Re: Shrinking a device - performance?

From: GWB <gwb@2realms.com>
To: Peter Grandi <pg@btrfs.list.sabi.co.uk>
Cc: Linux fs Btrfs <linux-btrfs@vger.kernel.org>
Subject: Re: Shrinking a device - performance?
Date: Fri, 31 Mar 2017 14:38:07 -0500	[thread overview]
Message-ID: <CAP8EXU2cdtVP7+Qgy6mTJ1oqCmpW4JpaoUxAsf0RZ27WprvZ3g@mail.gmail.com> (raw)
In-Reply-To: <22750.37100.788020.938846@tree.ty.sabi.co.uk>

Well, now I am curious.  Until we hear back from Christiane on the
progress of the never ending file system shrinkage, I suppose it can't
hurt to ask what the signifigance of the xargs size limits of btrfs
might be.  Or, again, if Christiane is already happily on his way to
an xfs server running over lvm, skip, ignore, delete.

Here is the output of xargs --size-limits on my laptop:

<<
$ xargs --show-limits
Your environment variables take up 4830 bytes
POSIX upper limit on argument length (this system): 2090274
POSIX smallest allowable upper limit on argument length (all systems): 4096
Maximum length of command we could actually use: 2085444
Size of command buffer we are actually using: 131072

Execution of xargs will continue now...
>>

That is for a laptop system.  So what does it mean that btrfs has a
higher xargs size limit than other file systems?  Could I
theoretically use 40% of the total allowed argument length of the
system for btrfs arguments alone?  Would that make balance, shrinkage,
etc., faster?  Does the higher capacity for argument length mean btrfs
is overly complex and therefore more prone to breakage?  Or does the
lower capacity for argument length for hfsplus demonstrate it is the
superior file system for avoiding breakage?

Or does it means that hfsplus is very old (and reflects older xargs
limits), and that btrfs is newer code?  I am relatively new to btrfs,
and would like to find out.  I am also attracted to the idea that it
is better to leave some operations to the system itself, and not code
them into the file system.  For example, I think deduplication "off
line" or "out of band" is an advantage for btrfs over zfs.  But that's
only for what I do.  For other uses deduplication "in line", while
writing the file, is preferred, and that is what zfs does (preferably
with lots of memory, at least one ssd to run zil, caches, etc.).

I use btrfs now because Ubuntu has it as a default in the kernel, and
I assume that when (not "if") I have to use a system rescue disk (USB
or CD) it will have some capacity to repair btrfs.  Along the way,
btrfs has been quite good as a general purpose file system on root; it
makes and sends snapshots, and so far only needs an occasional scrub
and balance.  My earlier experience with btrfs on a 2TB drive was more
complicated, but I expected that for a file system with a lot of
potential but less maturity.

-- Data section --
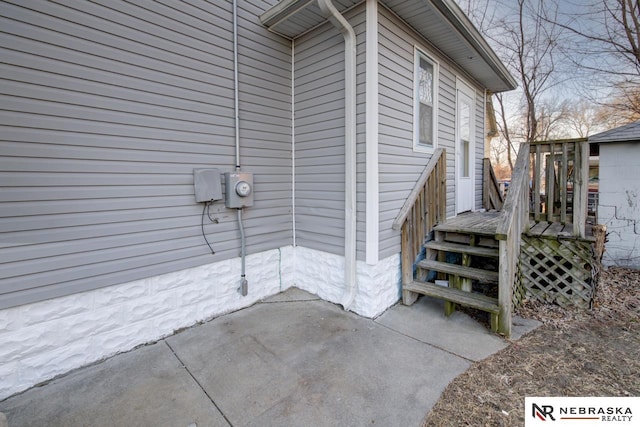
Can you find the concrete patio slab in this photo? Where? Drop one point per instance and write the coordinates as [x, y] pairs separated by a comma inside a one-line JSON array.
[[293, 360], [458, 334], [311, 363], [145, 387]]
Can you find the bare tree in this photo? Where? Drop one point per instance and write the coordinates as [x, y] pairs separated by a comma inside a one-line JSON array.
[[604, 45], [583, 119]]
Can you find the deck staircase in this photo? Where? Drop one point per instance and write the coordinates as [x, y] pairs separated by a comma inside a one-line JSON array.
[[474, 259], [460, 265]]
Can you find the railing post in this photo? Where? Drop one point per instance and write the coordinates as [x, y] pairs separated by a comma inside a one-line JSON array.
[[580, 188], [408, 297]]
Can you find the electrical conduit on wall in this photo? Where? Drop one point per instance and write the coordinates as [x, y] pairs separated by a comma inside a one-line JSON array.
[[347, 31], [243, 289]]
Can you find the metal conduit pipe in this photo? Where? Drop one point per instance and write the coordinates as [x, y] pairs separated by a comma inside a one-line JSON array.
[[244, 285], [236, 108], [339, 21]]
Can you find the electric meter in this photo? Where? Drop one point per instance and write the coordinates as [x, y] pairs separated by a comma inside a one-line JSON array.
[[243, 188], [238, 189]]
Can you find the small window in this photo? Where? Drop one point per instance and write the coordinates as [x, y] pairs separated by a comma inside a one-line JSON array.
[[425, 102]]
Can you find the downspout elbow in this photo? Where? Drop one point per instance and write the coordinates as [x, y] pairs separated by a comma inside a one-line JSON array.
[[340, 22]]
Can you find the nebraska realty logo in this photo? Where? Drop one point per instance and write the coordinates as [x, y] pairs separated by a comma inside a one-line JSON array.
[[582, 411]]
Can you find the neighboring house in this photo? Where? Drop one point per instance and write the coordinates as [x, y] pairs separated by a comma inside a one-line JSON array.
[[108, 107], [619, 198]]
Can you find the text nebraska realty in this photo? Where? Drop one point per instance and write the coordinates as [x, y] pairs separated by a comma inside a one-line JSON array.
[[609, 413]]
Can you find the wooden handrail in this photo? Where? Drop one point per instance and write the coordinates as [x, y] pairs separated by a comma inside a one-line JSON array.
[[509, 230], [413, 196], [559, 182], [425, 207], [519, 186], [492, 197]]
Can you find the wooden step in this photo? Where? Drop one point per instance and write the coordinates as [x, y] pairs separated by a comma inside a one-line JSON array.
[[477, 223], [468, 299], [460, 270], [463, 249]]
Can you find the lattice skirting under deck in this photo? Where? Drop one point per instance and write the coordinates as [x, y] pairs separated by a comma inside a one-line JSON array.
[[558, 270]]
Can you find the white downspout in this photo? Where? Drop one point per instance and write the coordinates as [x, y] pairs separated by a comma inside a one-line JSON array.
[[341, 23]]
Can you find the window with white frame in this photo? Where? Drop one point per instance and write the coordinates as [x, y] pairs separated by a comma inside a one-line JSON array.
[[425, 106]]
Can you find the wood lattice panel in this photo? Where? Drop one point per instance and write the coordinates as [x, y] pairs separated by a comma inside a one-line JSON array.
[[558, 270], [519, 290]]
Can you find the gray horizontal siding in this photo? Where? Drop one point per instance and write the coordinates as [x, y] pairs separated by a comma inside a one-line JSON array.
[[319, 130], [399, 165], [106, 109]]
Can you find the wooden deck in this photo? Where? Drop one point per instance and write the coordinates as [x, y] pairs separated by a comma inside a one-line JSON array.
[[556, 229], [483, 223]]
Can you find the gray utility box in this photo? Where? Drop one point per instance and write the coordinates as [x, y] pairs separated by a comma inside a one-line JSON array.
[[238, 189], [207, 185]]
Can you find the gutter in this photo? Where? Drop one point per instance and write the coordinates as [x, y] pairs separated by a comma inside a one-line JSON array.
[[339, 21]]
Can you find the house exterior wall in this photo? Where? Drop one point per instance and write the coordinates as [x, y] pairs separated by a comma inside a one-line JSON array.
[[48, 338], [619, 203], [400, 166], [319, 136], [107, 111]]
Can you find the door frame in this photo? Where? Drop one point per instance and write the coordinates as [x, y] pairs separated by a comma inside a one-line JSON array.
[[464, 91]]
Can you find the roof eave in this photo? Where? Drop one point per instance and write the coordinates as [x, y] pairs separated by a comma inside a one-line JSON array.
[[463, 25]]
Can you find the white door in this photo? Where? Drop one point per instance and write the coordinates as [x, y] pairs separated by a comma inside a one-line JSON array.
[[465, 147]]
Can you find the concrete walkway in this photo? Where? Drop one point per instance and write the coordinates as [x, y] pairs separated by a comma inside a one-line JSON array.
[[292, 360]]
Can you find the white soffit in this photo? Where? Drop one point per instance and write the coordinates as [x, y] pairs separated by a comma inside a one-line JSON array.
[[441, 22]]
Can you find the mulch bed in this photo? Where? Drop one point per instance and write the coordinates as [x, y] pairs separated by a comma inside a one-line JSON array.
[[575, 353]]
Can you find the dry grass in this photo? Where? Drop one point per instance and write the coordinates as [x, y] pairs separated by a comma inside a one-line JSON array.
[[574, 353]]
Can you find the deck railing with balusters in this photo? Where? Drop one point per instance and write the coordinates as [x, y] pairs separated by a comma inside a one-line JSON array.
[[559, 182], [425, 207]]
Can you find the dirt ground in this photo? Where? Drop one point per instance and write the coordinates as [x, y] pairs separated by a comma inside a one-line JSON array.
[[574, 353]]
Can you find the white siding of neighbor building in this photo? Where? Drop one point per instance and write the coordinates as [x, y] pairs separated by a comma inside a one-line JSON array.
[[106, 110], [619, 203], [319, 137], [400, 166]]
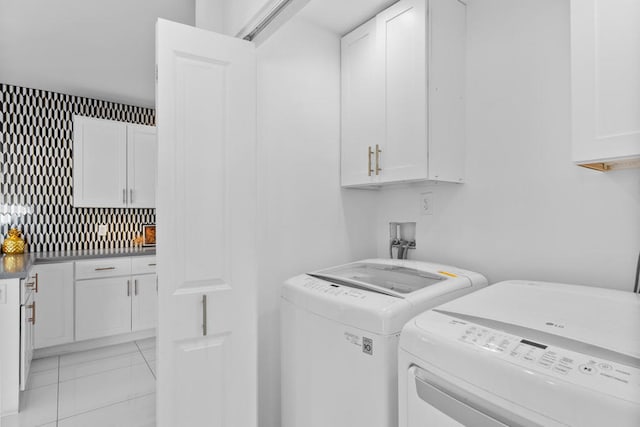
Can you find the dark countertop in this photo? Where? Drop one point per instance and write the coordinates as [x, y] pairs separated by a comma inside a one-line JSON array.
[[17, 266]]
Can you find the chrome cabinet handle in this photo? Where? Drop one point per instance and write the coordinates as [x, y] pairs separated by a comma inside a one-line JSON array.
[[204, 315], [378, 152], [33, 284], [32, 306]]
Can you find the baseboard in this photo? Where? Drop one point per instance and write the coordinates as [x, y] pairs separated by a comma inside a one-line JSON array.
[[59, 350]]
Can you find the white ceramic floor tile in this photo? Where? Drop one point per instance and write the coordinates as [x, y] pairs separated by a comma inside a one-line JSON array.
[[45, 364], [139, 412], [98, 353], [42, 378], [149, 354], [147, 343], [92, 367], [37, 407], [95, 391]]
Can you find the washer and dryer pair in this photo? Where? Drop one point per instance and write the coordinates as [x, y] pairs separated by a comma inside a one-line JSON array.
[[521, 354]]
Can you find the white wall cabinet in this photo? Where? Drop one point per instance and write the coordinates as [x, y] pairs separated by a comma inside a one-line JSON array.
[[114, 164], [142, 159], [403, 95], [54, 300], [605, 41], [115, 296]]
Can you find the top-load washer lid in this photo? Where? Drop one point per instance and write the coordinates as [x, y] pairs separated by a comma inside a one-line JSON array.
[[388, 279], [601, 322]]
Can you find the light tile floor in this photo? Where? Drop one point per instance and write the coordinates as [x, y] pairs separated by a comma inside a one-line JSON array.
[[106, 387]]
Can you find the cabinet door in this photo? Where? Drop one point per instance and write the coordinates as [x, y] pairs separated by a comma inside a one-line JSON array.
[[362, 105], [605, 41], [103, 307], [27, 321], [144, 305], [142, 166], [99, 163], [401, 34], [54, 298]]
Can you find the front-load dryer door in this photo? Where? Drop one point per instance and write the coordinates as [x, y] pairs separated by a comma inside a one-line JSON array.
[[433, 401]]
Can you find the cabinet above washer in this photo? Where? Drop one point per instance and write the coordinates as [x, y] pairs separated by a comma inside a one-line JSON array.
[[403, 90], [114, 164]]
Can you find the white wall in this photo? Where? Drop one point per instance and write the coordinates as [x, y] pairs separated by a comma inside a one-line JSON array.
[[93, 48], [308, 221], [526, 211]]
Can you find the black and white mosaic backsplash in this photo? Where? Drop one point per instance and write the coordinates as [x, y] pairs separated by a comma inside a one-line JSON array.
[[36, 158]]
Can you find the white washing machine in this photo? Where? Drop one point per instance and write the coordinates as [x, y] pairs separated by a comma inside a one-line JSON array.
[[340, 331], [523, 353]]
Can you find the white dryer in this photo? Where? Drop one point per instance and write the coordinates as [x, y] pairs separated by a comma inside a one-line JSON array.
[[523, 353], [340, 331]]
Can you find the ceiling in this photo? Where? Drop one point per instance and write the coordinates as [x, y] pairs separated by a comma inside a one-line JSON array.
[[342, 16], [102, 49]]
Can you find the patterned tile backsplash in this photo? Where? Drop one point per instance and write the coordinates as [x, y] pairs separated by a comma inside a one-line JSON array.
[[36, 158]]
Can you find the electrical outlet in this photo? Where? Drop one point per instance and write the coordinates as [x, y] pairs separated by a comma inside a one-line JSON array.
[[426, 203]]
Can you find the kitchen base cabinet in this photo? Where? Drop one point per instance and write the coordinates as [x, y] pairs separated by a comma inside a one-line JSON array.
[[115, 296], [144, 303], [103, 307], [54, 299]]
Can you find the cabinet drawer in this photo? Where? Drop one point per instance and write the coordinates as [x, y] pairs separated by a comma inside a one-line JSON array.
[[143, 264], [106, 267]]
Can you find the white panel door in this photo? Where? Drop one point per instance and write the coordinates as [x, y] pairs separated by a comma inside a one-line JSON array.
[[605, 46], [362, 105], [99, 163], [103, 307], [206, 216], [142, 166], [144, 304], [402, 42], [54, 298]]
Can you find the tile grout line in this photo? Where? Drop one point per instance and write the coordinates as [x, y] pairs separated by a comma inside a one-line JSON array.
[[99, 358], [106, 406], [146, 361]]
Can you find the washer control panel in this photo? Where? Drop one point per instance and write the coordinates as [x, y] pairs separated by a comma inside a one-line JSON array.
[[328, 288], [596, 373]]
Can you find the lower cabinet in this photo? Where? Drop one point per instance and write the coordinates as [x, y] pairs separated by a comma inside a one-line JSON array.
[[115, 305], [144, 303], [103, 307], [53, 297]]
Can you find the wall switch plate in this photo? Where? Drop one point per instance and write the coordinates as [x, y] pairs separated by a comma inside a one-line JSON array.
[[426, 203]]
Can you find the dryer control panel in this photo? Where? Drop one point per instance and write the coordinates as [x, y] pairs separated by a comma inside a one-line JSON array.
[[597, 373]]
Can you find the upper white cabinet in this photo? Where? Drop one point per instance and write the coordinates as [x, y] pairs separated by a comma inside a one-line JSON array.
[[362, 102], [605, 78], [142, 158], [403, 80], [114, 164]]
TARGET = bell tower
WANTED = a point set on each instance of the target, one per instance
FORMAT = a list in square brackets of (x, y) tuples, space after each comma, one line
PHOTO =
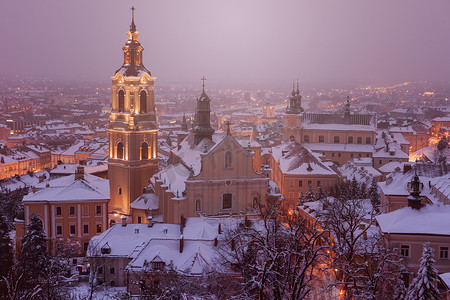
[(132, 128)]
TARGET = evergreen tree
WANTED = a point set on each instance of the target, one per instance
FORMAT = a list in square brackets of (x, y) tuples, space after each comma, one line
[(310, 195), (34, 249), (6, 254), (422, 287)]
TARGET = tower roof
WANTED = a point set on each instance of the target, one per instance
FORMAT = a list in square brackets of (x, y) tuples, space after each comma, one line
[(133, 53)]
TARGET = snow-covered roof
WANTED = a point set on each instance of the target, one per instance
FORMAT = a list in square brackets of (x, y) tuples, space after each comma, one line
[(293, 158), (70, 189), (430, 219)]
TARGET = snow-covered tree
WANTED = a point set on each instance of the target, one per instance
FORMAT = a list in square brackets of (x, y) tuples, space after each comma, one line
[(6, 254), (422, 287), (34, 249)]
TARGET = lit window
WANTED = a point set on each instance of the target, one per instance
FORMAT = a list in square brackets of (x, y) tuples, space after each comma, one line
[(404, 250), (227, 201)]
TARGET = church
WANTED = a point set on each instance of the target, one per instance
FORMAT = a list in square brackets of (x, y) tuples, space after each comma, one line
[(209, 174)]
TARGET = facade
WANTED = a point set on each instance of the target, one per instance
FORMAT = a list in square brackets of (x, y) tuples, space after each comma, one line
[(339, 138), (210, 174), (132, 128), (295, 169), (73, 209)]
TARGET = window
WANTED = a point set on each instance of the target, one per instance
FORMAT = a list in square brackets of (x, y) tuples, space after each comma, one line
[(228, 158), (144, 151), (404, 250), (227, 201), (59, 229), (119, 150), (143, 102), (121, 101)]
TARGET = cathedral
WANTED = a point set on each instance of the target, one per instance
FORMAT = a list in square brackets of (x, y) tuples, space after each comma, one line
[(132, 128)]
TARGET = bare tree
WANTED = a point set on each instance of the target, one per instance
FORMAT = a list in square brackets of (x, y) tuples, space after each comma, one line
[(278, 256)]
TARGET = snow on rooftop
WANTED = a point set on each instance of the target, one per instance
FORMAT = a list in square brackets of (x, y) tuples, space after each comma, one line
[(430, 219)]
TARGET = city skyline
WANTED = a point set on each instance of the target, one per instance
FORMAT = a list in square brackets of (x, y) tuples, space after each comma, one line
[(252, 42)]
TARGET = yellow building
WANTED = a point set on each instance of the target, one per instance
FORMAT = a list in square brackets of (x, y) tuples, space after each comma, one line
[(132, 128), (338, 137)]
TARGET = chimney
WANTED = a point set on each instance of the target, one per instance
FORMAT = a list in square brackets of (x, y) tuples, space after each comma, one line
[(181, 243), (406, 168), (79, 174)]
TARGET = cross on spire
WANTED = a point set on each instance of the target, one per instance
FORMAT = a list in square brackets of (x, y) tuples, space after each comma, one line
[(132, 26), (203, 79)]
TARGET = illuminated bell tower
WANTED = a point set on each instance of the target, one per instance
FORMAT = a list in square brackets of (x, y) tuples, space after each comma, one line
[(132, 128)]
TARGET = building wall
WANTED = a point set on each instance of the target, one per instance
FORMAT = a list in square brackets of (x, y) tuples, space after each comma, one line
[(85, 214)]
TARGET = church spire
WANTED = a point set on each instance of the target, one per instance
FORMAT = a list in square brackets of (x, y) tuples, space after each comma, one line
[(132, 26)]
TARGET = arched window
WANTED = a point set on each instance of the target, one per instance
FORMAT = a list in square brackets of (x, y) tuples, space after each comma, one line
[(121, 101), (227, 201), (120, 150), (144, 151), (143, 102), (228, 159)]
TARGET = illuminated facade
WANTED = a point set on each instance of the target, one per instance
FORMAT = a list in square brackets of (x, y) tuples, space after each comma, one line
[(132, 127)]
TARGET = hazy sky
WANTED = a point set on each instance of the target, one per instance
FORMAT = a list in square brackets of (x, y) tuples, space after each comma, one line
[(230, 41)]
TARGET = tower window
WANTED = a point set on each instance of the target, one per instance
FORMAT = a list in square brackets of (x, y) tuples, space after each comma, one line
[(144, 151), (143, 102), (120, 150), (228, 158), (227, 201), (121, 101)]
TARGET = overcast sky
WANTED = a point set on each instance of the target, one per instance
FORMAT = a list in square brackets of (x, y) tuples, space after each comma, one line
[(230, 41)]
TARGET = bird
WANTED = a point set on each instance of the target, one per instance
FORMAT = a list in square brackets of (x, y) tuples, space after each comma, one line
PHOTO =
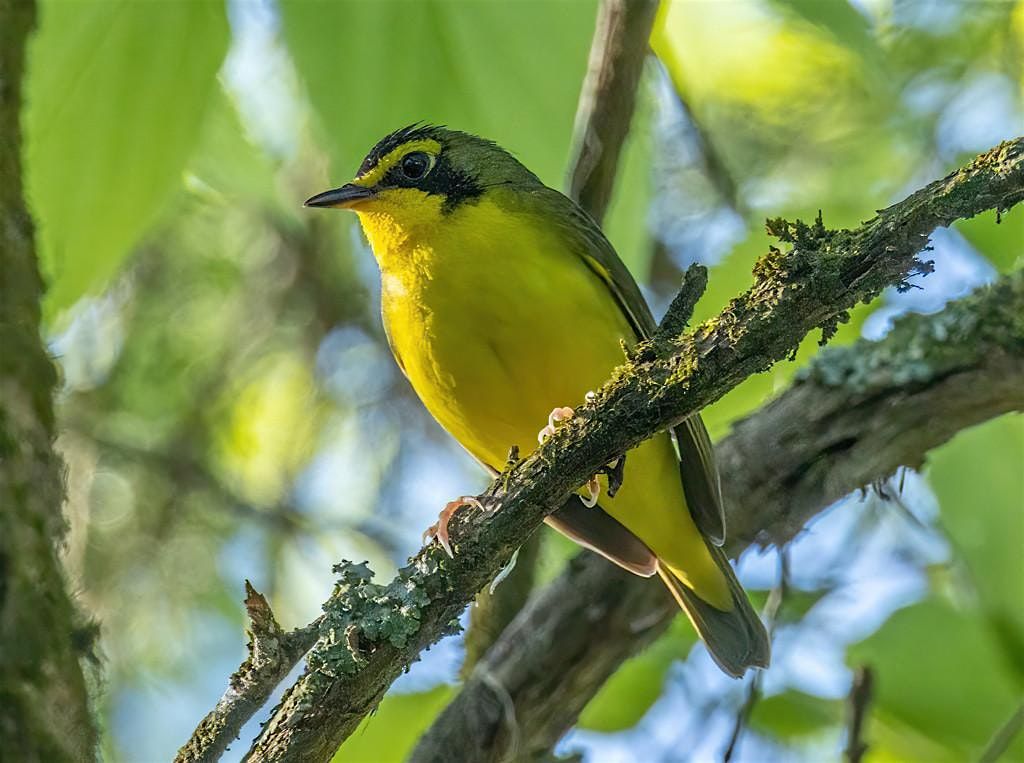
[(503, 302)]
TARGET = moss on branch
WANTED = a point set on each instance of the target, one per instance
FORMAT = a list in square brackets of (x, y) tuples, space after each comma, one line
[(854, 417), (821, 276)]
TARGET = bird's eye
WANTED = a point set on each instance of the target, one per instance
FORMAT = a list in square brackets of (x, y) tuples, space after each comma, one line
[(416, 165)]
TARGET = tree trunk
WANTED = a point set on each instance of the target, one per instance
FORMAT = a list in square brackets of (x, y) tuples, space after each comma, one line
[(44, 712)]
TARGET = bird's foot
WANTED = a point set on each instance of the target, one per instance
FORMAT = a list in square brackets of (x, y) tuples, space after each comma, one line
[(438, 531), (556, 417)]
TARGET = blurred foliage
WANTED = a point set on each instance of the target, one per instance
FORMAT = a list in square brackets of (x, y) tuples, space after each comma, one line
[(117, 93), (230, 410)]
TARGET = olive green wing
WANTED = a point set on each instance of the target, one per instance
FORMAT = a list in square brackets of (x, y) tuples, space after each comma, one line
[(696, 455)]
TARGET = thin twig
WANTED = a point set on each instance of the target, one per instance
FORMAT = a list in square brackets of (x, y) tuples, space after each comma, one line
[(783, 466), (810, 287), (605, 110), (603, 116), (770, 615), (858, 704), (272, 653)]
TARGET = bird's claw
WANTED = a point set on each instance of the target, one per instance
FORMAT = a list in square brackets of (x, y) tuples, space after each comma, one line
[(556, 417), (438, 530)]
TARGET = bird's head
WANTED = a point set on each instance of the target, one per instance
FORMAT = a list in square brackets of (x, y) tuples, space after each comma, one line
[(422, 173)]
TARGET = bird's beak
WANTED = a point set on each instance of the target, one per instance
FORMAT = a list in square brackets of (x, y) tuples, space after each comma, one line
[(344, 198)]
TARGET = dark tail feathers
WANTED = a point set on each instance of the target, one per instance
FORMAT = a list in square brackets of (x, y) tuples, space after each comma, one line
[(736, 639)]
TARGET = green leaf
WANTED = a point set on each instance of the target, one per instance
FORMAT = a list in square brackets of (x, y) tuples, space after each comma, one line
[(980, 485), (940, 672), (115, 100), (388, 734), (637, 684), (793, 715), (838, 18), (510, 72), (227, 168)]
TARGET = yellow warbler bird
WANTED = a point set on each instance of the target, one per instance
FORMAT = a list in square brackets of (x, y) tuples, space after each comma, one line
[(502, 301)]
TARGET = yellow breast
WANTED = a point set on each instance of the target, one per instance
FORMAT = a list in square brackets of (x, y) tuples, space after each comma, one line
[(496, 322)]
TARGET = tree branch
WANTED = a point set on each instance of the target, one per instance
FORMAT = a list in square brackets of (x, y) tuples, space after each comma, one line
[(44, 708), (607, 99), (602, 122), (272, 653), (371, 633), (855, 416), (859, 704)]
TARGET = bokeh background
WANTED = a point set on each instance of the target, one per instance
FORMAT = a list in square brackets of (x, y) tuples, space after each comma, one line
[(229, 409)]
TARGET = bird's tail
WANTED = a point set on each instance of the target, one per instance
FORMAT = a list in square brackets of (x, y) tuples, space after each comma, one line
[(736, 639)]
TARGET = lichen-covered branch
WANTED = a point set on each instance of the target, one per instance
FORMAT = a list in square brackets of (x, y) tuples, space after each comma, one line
[(371, 632), (272, 653), (853, 418), (44, 709)]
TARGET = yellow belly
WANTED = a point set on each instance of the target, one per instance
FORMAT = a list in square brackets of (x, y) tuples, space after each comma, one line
[(495, 325)]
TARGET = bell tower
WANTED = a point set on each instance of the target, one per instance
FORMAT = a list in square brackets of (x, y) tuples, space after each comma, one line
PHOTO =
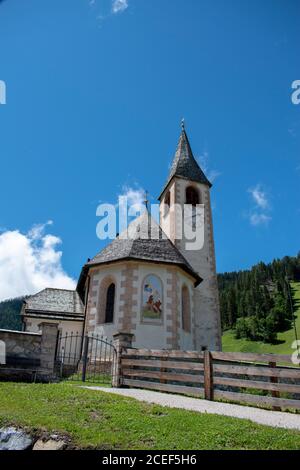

-- Work to do --
Can you duplicate the btrfs post above word for word, from "That is for" up to and including "for avoiding breakage?"?

-- Output for this task --
That is for a laptop system.  So what does it mean that btrfs has a
higher xargs size limit than other file systems?  Could I
theoretically use 40% of the total allowed argument length of the
system for btrfs arguments alone?  Would that make balance, shrinkage,
etc., faster?  Does the higher capacity for argument length mean btrfs
is overly complex and therefore more prone to breakage?  Or does the
lower capacity for argument length for hfsplus demonstrate it is the
superior file system for avoiding breakage?